=== WORK REQUIRED ===
Rewrite only the lines from the one with "Inline example — detecting man" to the one with "170;70;257;299", swapping "Supply" for "Provide" and leaving everything else unchanged.

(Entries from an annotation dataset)
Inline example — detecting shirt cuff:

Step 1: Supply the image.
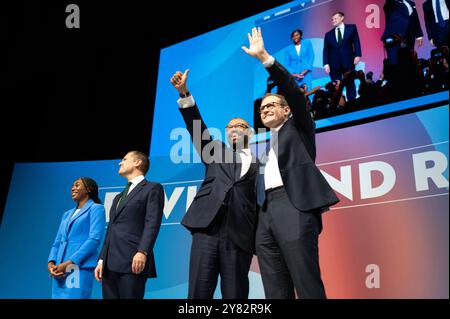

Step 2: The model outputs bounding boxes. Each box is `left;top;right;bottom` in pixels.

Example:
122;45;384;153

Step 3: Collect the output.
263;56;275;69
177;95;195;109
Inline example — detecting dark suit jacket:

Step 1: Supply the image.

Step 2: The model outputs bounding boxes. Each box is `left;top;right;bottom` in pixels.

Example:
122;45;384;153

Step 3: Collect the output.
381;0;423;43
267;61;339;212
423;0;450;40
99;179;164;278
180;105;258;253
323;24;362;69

---

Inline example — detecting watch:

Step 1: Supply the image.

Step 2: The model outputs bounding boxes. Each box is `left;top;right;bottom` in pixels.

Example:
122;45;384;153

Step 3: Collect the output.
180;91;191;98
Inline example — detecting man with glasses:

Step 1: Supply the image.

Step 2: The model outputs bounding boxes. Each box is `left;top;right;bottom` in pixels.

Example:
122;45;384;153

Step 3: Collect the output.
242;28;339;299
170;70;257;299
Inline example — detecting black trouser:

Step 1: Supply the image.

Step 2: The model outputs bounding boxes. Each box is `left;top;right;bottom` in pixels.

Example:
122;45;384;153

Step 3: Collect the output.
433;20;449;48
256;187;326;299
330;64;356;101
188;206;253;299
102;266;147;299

=== RESULT FOR THIS EXERCISE ===
Inline example — detecting man with glasses:

Step 1: Provide the image.

Step 2: The model outputs bounding boxes. Each box is `left;top;right;bottom` in pixels.

Example:
122;45;384;153

Step 3: Collect the output.
242;28;339;299
170;70;257;299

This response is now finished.